# Battery Wiring Question?



## Bubba (Sep 16, 2008)

Ok, Last night when I was re-hooking up my starting battery, I ran into a problem. There is a wire that has some kind connector block(fuse maybe?) type thing attached to the end of it, which attaches to the battery. Here is a pic of what it looks like....







Anyways, The blade that attaches to the battery broke, so I either need a new one, or something. I just wasn't even sure what this thing is exactly. So if anyone has any clue, Please let me know. :|


----------



## Loggerhead Mike (Sep 16, 2008)

looks like an adapter. does the end of the block go over the batt. post or bolt into it? some have a j-fuse in the middle, but you should be able to see it if its there


----------



## Bubba (Sep 16, 2008)

▶ **The data**
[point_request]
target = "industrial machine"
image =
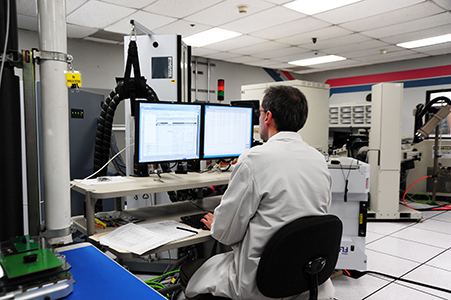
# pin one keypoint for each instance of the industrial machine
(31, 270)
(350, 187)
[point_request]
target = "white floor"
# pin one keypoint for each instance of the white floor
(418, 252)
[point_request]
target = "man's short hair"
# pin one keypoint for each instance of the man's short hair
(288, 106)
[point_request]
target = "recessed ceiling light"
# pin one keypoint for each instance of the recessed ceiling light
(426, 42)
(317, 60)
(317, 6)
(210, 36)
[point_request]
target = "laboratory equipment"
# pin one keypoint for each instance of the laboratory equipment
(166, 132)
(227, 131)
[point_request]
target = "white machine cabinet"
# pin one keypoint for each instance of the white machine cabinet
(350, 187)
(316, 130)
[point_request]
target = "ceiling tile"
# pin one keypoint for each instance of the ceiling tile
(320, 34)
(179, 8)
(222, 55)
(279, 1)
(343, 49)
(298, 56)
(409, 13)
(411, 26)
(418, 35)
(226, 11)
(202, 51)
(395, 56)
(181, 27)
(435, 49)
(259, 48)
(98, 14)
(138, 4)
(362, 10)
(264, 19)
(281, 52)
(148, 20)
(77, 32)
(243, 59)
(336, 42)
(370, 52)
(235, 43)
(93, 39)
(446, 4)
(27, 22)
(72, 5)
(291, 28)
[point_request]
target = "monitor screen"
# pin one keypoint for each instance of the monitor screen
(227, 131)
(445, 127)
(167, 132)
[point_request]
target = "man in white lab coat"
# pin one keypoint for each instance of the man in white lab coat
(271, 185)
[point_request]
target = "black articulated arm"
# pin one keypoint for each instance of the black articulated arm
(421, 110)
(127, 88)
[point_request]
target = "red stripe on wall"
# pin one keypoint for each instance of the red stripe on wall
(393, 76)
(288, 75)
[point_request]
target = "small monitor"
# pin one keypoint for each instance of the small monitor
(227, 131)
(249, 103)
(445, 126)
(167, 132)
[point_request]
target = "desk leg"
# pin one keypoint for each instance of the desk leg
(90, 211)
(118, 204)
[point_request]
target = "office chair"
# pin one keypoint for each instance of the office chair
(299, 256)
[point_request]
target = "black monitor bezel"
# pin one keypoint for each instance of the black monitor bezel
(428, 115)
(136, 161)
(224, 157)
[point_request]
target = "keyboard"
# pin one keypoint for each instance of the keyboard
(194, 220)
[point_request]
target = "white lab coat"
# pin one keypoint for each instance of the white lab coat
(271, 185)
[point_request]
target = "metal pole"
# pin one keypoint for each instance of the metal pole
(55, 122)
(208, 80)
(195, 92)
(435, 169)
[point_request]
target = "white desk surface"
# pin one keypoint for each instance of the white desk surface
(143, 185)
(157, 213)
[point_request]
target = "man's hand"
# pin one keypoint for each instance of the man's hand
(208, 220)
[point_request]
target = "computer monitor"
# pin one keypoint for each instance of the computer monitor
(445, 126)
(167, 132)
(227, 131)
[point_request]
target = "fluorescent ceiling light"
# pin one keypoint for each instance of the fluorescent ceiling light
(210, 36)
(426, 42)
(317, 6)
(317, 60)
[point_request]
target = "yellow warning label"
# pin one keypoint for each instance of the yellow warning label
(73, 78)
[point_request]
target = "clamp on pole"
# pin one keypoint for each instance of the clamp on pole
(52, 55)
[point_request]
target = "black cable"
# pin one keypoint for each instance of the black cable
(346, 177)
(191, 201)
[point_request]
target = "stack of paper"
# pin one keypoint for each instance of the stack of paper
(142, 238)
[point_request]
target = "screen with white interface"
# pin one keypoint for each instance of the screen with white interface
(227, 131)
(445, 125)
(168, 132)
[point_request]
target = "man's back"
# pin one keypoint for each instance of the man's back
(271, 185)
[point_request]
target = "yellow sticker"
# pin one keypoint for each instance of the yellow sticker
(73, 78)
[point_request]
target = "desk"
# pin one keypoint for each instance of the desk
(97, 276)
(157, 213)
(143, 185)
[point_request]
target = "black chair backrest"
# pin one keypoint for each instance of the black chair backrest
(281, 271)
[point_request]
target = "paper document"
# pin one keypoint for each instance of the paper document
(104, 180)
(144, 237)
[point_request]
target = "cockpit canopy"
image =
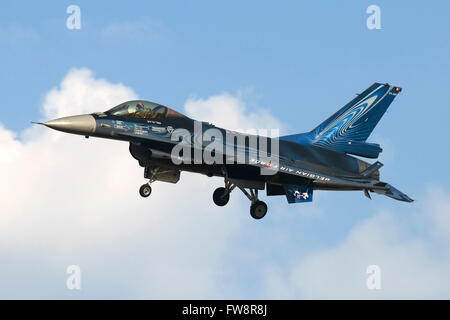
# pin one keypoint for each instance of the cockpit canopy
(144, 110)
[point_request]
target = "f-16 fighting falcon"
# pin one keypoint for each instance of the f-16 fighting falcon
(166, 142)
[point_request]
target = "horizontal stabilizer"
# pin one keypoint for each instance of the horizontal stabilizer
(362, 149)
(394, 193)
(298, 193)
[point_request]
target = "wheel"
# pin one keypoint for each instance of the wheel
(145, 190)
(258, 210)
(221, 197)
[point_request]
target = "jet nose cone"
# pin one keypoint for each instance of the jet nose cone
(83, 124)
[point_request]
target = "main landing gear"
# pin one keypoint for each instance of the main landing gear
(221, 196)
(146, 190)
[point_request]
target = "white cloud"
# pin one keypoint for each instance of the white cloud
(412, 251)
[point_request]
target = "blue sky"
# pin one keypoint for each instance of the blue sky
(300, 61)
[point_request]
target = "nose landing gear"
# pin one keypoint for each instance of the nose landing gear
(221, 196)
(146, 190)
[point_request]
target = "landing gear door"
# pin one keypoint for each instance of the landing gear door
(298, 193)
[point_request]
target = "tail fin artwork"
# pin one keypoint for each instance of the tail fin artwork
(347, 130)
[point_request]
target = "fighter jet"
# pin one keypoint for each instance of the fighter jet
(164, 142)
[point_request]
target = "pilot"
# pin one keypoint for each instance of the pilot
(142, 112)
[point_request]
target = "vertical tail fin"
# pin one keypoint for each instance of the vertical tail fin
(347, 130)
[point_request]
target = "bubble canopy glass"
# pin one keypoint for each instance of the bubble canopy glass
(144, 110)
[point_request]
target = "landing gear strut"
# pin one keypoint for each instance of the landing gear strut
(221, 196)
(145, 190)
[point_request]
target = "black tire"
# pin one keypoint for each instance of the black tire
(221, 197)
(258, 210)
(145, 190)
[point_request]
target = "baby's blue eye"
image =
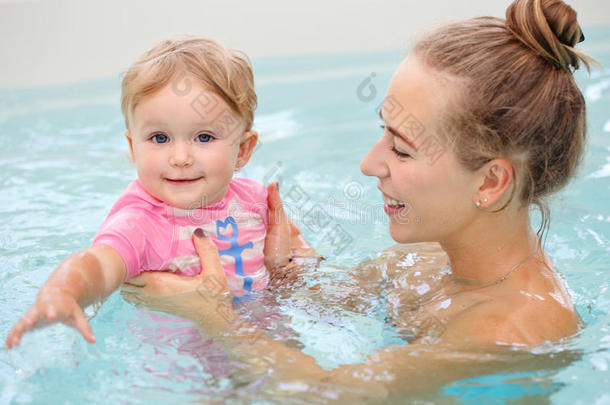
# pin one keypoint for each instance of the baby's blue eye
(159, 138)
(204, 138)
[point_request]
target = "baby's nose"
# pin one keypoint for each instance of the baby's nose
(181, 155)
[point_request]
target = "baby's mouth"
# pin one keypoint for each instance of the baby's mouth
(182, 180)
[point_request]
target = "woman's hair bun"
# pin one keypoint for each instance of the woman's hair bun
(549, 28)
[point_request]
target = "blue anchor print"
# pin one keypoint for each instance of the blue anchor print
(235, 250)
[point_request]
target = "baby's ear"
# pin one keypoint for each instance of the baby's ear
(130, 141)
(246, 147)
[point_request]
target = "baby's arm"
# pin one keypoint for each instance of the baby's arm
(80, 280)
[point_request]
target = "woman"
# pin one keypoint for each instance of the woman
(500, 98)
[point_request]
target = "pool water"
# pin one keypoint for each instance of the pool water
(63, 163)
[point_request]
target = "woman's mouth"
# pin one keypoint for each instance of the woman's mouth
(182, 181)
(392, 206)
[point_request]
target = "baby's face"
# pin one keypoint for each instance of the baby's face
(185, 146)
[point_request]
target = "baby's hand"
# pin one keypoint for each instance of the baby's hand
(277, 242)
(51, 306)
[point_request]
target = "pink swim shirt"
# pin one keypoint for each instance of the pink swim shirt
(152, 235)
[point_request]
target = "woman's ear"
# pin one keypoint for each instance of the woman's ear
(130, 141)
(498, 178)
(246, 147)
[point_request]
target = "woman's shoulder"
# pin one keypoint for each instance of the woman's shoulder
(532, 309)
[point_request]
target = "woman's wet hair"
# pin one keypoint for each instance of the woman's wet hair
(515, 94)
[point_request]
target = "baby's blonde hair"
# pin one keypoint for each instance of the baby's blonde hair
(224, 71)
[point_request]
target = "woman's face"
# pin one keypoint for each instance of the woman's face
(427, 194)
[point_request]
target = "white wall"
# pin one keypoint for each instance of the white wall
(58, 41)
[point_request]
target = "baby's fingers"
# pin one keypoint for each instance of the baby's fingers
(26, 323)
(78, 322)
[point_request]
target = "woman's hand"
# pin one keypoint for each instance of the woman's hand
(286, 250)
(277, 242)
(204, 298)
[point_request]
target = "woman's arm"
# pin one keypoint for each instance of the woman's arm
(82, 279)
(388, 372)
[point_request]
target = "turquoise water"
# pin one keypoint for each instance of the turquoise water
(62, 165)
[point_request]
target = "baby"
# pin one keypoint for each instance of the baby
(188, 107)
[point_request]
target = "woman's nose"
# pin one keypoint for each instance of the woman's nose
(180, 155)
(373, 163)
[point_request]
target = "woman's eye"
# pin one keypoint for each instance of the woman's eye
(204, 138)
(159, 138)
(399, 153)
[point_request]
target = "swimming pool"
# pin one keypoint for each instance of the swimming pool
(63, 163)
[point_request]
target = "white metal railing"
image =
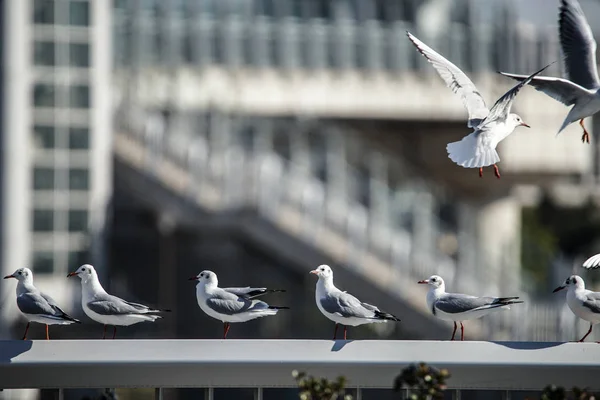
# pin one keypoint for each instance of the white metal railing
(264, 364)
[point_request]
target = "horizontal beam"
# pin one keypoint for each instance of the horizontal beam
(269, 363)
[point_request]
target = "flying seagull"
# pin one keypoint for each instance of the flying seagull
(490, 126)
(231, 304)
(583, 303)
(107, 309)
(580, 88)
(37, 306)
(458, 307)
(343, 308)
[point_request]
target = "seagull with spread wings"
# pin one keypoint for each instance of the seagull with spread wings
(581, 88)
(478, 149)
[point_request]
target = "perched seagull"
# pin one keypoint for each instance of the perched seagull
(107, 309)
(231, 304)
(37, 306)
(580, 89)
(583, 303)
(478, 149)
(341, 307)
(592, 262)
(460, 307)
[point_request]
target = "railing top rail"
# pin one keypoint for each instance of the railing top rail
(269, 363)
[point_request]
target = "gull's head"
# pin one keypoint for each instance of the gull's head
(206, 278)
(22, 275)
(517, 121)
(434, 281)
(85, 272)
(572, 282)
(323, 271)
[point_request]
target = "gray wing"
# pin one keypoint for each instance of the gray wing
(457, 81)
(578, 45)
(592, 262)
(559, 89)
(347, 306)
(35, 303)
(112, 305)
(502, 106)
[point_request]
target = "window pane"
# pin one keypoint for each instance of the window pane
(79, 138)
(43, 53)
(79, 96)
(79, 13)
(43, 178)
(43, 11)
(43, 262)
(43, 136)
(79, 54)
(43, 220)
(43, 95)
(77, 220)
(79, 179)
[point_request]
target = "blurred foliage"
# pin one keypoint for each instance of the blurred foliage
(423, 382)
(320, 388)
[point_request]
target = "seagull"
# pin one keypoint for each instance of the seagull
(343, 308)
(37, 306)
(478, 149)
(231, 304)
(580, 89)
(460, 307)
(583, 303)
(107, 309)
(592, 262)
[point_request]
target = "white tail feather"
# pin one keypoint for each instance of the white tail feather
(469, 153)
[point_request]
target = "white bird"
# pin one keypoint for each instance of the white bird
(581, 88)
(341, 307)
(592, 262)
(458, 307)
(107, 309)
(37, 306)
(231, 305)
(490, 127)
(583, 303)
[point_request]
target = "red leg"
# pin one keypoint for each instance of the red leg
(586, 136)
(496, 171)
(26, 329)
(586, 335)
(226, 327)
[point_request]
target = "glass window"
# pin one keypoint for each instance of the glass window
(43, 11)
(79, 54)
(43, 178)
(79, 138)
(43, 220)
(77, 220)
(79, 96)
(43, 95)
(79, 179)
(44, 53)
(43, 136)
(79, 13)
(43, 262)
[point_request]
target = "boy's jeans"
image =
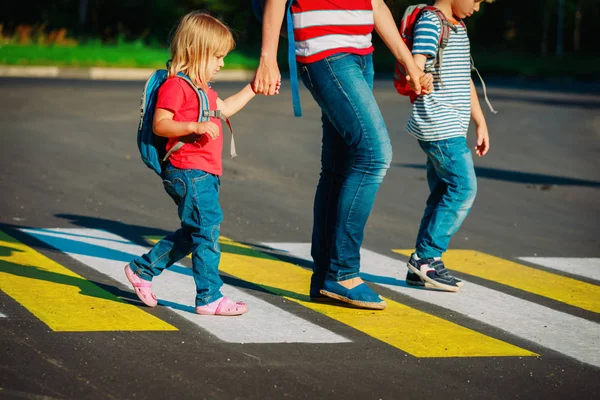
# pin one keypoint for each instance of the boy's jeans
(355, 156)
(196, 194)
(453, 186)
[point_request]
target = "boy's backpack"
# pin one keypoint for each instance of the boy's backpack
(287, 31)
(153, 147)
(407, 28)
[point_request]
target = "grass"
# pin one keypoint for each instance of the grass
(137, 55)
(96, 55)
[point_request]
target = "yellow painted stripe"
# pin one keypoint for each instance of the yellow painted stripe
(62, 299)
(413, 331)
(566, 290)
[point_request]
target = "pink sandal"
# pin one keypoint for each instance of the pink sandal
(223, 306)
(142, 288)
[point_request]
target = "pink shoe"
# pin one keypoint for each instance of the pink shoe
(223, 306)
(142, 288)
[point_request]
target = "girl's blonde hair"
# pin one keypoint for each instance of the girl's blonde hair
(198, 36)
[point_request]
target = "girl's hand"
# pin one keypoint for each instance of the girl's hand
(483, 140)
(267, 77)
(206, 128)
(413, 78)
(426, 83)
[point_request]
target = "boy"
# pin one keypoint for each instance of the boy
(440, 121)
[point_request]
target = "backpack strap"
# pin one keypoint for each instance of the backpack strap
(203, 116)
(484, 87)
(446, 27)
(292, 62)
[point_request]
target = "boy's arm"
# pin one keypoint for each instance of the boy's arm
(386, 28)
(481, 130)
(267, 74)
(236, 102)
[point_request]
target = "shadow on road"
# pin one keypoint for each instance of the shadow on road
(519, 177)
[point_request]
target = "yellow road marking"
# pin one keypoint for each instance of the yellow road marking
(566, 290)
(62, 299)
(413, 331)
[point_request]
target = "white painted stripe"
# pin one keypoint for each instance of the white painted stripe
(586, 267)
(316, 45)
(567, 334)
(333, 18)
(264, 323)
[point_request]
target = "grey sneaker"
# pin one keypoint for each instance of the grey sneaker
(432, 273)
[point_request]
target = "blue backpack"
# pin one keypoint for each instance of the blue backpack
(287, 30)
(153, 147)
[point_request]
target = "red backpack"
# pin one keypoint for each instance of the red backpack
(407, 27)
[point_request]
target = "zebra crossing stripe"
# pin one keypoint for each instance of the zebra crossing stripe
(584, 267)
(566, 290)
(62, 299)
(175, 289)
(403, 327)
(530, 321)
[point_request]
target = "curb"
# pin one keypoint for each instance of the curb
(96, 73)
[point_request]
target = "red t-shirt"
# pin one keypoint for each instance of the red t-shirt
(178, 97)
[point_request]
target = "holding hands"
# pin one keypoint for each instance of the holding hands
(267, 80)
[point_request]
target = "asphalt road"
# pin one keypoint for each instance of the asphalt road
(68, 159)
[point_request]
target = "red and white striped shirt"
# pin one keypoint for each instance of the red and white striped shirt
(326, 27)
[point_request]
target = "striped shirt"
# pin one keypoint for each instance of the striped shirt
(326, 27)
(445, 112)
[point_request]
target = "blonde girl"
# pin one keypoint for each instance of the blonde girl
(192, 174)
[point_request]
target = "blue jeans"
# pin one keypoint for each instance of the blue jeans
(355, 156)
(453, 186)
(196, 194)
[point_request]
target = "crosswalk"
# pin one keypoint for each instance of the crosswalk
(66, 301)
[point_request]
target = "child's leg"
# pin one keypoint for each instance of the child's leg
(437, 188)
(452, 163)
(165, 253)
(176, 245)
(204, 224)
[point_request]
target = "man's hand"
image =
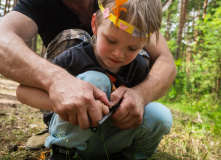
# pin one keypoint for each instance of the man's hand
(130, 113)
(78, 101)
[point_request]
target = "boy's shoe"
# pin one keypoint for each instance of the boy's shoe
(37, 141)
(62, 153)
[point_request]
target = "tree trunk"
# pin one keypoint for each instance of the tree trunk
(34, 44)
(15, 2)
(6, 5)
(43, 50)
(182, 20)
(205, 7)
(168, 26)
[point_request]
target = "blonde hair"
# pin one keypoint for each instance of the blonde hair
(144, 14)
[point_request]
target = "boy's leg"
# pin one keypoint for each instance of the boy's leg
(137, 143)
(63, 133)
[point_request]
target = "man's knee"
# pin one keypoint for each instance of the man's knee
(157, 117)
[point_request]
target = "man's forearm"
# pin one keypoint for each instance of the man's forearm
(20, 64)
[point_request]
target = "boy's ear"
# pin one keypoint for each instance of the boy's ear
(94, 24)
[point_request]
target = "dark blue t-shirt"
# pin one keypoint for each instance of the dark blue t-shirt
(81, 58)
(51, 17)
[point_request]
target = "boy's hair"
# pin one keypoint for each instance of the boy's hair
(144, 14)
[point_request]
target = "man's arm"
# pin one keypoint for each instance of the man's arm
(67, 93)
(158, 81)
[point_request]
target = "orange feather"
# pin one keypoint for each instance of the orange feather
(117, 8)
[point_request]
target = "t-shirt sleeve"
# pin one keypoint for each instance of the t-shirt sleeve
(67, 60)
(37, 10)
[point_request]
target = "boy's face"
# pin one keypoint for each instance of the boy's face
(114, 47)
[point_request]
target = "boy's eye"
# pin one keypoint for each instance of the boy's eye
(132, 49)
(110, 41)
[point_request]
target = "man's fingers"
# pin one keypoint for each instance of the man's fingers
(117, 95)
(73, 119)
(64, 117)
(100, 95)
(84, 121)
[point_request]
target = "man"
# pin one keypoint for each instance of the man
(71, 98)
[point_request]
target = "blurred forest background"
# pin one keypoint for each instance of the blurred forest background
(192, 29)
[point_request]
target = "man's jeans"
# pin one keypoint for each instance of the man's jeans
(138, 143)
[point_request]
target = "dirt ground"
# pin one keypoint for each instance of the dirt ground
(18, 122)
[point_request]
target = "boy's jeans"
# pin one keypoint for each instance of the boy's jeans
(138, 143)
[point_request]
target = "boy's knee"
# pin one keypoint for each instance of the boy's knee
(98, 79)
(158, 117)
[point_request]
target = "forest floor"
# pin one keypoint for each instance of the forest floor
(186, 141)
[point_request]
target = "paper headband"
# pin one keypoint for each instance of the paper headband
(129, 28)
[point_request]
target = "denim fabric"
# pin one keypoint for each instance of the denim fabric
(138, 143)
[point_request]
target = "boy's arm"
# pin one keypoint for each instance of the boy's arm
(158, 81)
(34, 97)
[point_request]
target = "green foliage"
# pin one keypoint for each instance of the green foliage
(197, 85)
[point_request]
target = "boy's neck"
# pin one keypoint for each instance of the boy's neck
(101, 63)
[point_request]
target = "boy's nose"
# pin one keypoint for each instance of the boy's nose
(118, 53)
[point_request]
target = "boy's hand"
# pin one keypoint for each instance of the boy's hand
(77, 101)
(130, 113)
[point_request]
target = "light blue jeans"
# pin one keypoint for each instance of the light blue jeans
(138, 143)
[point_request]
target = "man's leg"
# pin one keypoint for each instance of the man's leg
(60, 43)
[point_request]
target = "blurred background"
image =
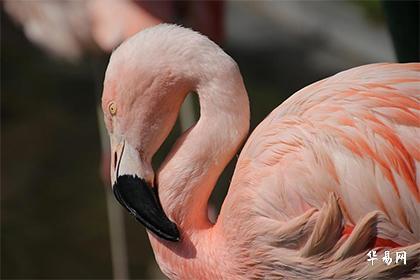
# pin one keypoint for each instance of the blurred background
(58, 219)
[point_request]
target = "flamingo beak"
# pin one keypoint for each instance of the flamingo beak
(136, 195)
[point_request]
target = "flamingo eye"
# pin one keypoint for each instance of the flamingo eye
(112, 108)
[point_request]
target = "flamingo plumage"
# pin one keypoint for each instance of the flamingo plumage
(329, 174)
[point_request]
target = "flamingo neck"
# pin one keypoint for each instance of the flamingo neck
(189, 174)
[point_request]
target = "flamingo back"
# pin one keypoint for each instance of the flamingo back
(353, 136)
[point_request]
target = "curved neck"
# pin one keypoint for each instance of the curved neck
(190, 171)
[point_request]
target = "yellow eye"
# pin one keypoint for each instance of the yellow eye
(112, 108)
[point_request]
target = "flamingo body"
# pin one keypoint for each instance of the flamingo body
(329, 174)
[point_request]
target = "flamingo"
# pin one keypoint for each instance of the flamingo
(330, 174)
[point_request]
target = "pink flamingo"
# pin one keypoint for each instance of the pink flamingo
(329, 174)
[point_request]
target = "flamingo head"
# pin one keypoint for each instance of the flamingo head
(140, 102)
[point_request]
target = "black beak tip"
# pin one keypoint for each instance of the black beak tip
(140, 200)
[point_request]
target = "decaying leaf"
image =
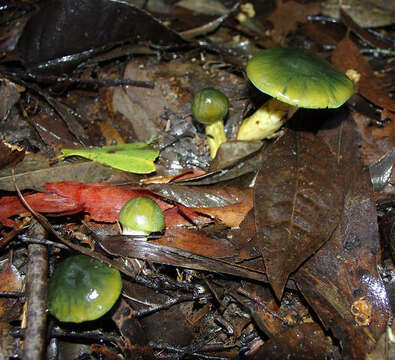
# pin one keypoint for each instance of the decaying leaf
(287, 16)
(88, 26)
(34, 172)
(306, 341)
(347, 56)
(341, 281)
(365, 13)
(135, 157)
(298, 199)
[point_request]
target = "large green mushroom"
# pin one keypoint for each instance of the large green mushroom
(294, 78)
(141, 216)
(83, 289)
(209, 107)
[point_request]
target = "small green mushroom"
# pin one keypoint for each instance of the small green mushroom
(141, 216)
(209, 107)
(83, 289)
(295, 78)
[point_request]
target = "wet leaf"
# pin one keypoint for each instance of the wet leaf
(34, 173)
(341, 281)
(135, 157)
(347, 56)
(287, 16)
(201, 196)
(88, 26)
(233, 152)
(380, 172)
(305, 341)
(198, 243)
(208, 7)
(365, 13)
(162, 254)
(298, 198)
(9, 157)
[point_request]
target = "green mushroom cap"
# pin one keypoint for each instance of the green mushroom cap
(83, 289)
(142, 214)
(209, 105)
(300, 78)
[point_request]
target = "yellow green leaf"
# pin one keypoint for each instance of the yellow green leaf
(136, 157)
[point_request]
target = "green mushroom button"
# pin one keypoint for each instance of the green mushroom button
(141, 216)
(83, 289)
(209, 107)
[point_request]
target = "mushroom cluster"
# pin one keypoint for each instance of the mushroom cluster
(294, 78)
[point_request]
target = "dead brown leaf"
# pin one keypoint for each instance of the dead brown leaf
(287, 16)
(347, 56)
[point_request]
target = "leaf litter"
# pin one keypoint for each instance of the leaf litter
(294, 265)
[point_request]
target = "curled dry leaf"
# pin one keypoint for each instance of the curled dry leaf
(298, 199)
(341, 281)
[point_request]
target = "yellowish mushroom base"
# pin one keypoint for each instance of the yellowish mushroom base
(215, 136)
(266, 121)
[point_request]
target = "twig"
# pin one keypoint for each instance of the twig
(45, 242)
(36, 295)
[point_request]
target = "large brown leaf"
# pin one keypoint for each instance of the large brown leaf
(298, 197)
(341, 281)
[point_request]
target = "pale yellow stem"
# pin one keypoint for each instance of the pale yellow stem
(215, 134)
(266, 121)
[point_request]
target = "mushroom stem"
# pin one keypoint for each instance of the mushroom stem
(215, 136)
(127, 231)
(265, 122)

▶ **Complete the following**
#1 Pick out every line in the entries that contains the string "cloud", and copy each one.
#2 Carry the battery wiring thread forward from the point where it stops.
The entries are unrelated to the battery wiring thread.

▶ **Set of answers**
#1
target = "white cloud"
# pin one keypoint for each instance of the white cloud

#2
Where the "little grey dot" is slides over the "screw-on" post of the battery and the wing-nut tightens over it. That part is what broke....the "tab" that slides over the post.


----------



## Loggerhead Mike (Sep 16, 2008)

you should be able to find one simular at an autoparts store. ive seen ones like it at walliworld too in the "boom boom" speaker section


----------



## SlimeTime (Sep 16, 2008)

Looks like a breaker to me.........

ST


----------



## Bubba (Sep 16, 2008)

SlimeTime said:


> Looks like a breaker to me.........
> 
> ST




I believe your right...I just found this pic of one......





Now, Are there a reason it's there, and is there a certain kind(size) that I need to get to replace it? :|


----------



## Zum (Sep 16, 2008)

Circuit breaker..,I'm using this one:50 amp..no problems yet(10 times out)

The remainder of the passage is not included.